SUPPLIED MATERIAL:
* BEGIN *
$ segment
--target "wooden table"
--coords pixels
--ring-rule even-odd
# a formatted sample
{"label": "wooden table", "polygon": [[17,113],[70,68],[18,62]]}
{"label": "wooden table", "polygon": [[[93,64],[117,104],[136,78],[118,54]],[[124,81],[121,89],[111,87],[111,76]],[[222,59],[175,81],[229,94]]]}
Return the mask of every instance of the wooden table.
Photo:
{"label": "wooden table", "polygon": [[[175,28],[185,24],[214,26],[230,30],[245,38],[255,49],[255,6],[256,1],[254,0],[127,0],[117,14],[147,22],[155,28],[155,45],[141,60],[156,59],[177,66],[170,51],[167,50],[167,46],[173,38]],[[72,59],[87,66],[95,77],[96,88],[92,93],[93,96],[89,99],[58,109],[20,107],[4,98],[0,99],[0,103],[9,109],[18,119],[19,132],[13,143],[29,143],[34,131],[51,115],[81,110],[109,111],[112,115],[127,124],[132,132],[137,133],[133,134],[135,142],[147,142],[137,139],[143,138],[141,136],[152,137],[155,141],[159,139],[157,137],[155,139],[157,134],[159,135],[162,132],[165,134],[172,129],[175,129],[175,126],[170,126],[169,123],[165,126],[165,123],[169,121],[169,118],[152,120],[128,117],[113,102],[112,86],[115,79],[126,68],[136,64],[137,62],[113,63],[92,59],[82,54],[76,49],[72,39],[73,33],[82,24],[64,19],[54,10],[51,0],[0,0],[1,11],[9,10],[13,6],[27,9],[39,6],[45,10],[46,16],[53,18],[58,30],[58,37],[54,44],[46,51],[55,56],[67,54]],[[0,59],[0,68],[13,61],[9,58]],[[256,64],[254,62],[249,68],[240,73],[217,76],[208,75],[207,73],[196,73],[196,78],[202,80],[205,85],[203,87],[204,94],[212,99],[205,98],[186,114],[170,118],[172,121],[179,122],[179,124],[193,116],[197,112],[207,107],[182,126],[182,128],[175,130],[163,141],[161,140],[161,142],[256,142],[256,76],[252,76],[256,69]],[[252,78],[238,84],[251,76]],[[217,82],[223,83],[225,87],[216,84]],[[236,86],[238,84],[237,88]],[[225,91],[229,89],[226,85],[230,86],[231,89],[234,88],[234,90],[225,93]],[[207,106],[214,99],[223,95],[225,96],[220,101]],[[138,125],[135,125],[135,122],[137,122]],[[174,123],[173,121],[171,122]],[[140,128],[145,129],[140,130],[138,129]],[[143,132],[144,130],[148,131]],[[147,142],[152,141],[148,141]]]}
* END *
EXERCISE DETAILS: Edit the material above so that "every instance" becomes "each instance" throughout, leaving everything else unchanged.

TASK RESULT:
$ segment
--target "wooden table"
--coords pixels
--ring-rule even-odd
# a formatted sample
{"label": "wooden table", "polygon": [[17,113],[70,68],[18,62]]}
{"label": "wooden table", "polygon": [[[93,64],[117,104],[136,78],[118,54]],[[124,81],[121,89],[111,87],[111,76]],[[222,59],[175,81],[229,94]]]}
Return the mask of each instance of the wooden table.
Photo:
{"label": "wooden table", "polygon": [[[175,28],[185,24],[214,26],[230,30],[245,38],[255,49],[255,6],[256,1],[254,0],[127,0],[117,14],[147,22],[155,28],[155,45],[141,60],[156,59],[177,66],[170,51],[167,50],[167,46],[173,38]],[[72,59],[87,66],[95,77],[96,88],[92,93],[93,96],[89,99],[58,109],[20,107],[4,98],[0,99],[0,103],[9,109],[18,119],[19,132],[13,143],[29,143],[34,131],[51,115],[81,110],[109,111],[112,115],[127,124],[132,132],[137,133],[133,134],[135,142],[147,142],[137,139],[143,138],[141,136],[152,137],[155,141],[159,139],[157,137],[155,139],[157,134],[159,135],[162,132],[165,134],[172,129],[175,129],[175,126],[170,126],[169,123],[165,126],[165,123],[169,121],[169,118],[152,120],[128,117],[113,102],[112,86],[115,79],[126,68],[136,64],[137,62],[113,63],[92,59],[82,54],[76,49],[72,39],[73,33],[82,24],[64,19],[54,10],[51,0],[0,0],[1,11],[9,10],[13,6],[27,9],[39,6],[45,10],[46,16],[53,18],[58,30],[58,37],[54,44],[46,51],[55,56],[67,54]],[[0,59],[0,68],[13,61],[9,58]],[[256,64],[254,62],[249,68],[240,73],[217,76],[208,75],[207,73],[196,73],[196,78],[202,80],[205,85],[203,87],[204,94],[212,99],[205,98],[186,114],[170,118],[172,121],[179,122],[179,124],[193,116],[197,112],[207,107],[182,126],[182,128],[175,130],[163,141],[161,140],[161,142],[256,142],[256,76],[252,76],[256,69]],[[252,78],[238,84],[251,76]],[[217,82],[223,83],[225,87],[216,84]],[[236,86],[238,84],[237,88]],[[225,91],[229,89],[226,85],[230,86],[231,89],[234,88],[234,90],[225,93]],[[207,106],[214,99],[223,95],[225,96],[220,101]],[[138,125],[135,125],[135,122],[137,122]],[[174,123],[173,121],[171,122]],[[140,128],[145,129],[140,130],[138,129]],[[143,132],[144,130],[148,131]],[[147,142],[152,141],[148,141]]]}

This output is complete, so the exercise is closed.